_Dataset rows showing where objects appear_
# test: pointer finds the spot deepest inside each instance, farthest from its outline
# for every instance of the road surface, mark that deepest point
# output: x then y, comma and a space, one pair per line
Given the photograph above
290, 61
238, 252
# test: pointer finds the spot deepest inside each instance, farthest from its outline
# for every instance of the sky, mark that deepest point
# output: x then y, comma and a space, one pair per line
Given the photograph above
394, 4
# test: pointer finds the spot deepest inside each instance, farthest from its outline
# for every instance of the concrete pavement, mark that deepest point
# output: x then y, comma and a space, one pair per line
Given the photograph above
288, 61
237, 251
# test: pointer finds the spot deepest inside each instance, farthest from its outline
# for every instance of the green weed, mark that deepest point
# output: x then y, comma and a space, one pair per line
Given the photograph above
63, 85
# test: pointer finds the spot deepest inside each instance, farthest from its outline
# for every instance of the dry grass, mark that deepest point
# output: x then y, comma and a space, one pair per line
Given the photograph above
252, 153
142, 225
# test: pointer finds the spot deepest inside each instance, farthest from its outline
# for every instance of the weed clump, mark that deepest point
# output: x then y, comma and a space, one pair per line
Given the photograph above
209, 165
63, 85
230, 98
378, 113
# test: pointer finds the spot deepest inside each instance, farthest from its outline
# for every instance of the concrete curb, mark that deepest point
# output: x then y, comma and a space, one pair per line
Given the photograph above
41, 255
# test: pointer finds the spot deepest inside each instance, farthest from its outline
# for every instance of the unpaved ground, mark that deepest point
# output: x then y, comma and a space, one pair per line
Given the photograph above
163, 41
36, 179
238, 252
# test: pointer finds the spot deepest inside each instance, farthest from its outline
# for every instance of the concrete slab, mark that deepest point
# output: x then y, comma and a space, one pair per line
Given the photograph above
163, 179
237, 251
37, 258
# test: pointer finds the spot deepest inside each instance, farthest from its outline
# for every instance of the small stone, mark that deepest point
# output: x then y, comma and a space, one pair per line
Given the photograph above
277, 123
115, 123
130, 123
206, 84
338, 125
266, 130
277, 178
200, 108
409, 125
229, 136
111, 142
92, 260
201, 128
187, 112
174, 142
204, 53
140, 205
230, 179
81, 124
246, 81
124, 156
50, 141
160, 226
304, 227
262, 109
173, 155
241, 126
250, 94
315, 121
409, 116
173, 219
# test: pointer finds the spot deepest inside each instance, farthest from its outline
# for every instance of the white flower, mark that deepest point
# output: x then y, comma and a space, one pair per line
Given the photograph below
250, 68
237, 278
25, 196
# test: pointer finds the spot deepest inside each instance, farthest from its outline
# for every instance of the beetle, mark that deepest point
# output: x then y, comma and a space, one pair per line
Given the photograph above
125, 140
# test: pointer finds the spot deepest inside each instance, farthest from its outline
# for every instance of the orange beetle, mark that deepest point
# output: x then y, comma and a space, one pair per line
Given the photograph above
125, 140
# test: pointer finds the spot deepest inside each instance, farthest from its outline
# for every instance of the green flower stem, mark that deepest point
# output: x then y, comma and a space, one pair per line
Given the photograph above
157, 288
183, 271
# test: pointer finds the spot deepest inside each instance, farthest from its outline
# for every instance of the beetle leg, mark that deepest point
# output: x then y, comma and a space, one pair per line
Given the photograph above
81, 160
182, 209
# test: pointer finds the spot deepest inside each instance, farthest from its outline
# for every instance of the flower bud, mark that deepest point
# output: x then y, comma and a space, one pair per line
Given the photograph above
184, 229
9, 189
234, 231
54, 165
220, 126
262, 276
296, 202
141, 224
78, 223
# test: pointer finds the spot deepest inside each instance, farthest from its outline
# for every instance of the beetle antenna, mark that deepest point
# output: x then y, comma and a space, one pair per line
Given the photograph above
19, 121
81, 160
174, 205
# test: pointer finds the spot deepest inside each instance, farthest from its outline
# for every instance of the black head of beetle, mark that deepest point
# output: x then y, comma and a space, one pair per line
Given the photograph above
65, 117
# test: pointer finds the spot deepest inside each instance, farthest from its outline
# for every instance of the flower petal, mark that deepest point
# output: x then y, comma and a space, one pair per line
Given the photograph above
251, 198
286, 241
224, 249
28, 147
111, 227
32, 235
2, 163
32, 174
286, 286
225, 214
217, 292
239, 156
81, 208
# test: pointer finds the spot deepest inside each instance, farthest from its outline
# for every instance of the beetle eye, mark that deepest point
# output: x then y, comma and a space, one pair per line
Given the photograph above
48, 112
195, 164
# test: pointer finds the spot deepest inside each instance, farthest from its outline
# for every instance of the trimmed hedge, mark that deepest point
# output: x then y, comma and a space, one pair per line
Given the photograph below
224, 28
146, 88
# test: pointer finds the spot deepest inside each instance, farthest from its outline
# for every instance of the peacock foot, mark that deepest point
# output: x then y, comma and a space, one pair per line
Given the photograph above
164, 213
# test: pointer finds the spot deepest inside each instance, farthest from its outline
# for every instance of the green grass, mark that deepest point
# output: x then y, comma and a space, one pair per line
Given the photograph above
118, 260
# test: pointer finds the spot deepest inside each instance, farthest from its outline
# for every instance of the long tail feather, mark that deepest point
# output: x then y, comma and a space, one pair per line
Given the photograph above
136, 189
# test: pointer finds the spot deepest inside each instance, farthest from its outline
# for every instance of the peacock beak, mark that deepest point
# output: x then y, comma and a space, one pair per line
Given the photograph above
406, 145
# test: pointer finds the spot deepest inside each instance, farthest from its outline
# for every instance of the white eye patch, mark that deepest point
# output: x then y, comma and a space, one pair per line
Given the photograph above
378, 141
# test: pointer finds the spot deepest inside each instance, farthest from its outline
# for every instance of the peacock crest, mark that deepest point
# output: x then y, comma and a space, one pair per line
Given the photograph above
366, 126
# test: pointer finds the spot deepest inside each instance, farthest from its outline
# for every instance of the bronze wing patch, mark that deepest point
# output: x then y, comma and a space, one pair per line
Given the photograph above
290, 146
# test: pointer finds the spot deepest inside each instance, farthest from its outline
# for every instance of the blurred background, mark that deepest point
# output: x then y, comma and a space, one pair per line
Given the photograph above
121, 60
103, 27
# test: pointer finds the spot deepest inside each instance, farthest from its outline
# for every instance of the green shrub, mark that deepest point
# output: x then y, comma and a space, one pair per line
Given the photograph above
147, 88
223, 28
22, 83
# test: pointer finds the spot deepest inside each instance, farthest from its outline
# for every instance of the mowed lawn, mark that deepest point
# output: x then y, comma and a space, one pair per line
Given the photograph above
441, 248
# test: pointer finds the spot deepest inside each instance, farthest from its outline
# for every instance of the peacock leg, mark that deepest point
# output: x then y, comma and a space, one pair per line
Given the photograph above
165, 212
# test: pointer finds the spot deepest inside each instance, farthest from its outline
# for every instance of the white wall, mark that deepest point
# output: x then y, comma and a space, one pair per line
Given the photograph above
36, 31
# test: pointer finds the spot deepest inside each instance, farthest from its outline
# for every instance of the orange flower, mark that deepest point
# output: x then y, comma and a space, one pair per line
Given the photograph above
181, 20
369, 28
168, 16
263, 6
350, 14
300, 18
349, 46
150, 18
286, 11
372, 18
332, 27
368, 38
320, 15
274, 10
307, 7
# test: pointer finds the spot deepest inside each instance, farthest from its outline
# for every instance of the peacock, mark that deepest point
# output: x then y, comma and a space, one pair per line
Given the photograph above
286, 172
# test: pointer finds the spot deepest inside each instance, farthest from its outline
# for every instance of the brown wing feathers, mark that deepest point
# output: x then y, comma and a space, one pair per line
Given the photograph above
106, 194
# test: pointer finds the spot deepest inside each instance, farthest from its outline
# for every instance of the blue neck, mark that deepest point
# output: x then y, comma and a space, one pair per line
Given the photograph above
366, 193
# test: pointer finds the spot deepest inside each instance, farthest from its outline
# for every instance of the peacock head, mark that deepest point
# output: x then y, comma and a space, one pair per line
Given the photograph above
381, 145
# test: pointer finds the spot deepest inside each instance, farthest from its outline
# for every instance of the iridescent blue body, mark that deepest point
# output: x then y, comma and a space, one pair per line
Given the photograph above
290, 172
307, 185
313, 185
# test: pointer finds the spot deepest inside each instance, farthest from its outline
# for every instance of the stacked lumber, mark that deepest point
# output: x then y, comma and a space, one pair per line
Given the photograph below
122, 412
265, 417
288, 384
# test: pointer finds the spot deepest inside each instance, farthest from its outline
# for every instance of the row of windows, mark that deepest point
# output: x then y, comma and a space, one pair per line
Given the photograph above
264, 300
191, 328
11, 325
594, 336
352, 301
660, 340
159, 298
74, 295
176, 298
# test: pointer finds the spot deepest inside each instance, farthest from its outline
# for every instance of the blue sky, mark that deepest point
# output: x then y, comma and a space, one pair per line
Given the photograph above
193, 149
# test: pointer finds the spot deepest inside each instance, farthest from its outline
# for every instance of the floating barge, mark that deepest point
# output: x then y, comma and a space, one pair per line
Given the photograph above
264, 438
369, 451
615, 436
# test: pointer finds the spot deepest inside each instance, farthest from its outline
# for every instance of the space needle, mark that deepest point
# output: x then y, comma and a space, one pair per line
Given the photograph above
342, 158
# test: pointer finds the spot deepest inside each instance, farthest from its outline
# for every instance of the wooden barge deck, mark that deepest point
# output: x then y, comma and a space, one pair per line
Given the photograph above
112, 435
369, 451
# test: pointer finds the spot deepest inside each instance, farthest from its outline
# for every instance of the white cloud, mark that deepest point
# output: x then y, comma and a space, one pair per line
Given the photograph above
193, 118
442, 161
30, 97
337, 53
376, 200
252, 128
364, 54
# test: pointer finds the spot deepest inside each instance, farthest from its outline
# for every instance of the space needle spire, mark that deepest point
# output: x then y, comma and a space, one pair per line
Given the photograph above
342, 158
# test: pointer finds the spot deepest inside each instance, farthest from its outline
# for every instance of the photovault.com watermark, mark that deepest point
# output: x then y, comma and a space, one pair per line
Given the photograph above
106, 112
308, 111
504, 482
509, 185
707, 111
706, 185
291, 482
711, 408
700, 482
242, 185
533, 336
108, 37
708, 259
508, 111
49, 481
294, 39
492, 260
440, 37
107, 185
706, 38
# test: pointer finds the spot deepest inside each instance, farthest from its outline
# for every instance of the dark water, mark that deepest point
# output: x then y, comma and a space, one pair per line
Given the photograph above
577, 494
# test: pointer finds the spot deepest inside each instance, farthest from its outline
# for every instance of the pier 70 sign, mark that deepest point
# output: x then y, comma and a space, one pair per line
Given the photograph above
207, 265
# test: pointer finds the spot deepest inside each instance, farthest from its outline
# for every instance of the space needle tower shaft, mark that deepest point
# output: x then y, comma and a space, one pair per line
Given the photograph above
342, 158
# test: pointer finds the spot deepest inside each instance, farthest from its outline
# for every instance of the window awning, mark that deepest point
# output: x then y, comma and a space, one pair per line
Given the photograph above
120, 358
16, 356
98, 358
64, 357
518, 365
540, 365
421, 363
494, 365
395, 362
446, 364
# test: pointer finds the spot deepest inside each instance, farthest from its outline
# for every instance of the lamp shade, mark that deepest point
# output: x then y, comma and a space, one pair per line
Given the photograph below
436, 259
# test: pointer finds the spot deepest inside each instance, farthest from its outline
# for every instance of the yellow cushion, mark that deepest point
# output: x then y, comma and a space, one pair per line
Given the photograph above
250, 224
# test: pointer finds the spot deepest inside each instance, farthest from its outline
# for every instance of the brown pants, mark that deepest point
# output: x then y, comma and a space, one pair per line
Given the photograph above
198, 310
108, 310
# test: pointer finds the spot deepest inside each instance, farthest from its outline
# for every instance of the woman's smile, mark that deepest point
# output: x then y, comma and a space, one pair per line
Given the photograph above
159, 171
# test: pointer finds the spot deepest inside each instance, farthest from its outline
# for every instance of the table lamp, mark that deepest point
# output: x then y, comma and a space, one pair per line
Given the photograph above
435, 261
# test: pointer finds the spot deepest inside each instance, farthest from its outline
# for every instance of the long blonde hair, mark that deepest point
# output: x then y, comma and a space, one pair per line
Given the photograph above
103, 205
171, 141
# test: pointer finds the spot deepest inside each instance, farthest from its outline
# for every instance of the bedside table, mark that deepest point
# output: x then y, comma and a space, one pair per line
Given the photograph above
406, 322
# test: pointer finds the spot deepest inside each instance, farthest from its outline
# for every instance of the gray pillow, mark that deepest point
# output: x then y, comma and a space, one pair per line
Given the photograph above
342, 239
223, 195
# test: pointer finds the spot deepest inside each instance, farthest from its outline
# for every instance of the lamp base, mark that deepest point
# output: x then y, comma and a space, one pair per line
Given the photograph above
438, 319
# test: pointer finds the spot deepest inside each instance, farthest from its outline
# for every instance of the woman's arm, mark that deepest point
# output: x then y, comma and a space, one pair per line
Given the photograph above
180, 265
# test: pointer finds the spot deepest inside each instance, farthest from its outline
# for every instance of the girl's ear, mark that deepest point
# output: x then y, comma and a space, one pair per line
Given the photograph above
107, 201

_What you should do_
Collect every line above that contains the word "green".

_Response to this task_
# for every instance of the green weed, mark that deepest point
# for every instance of the green flower stem, mark that deepest point
# for every instance of the green grass, mark that deepest point
# for every instance of the green shrub, mark that deepest point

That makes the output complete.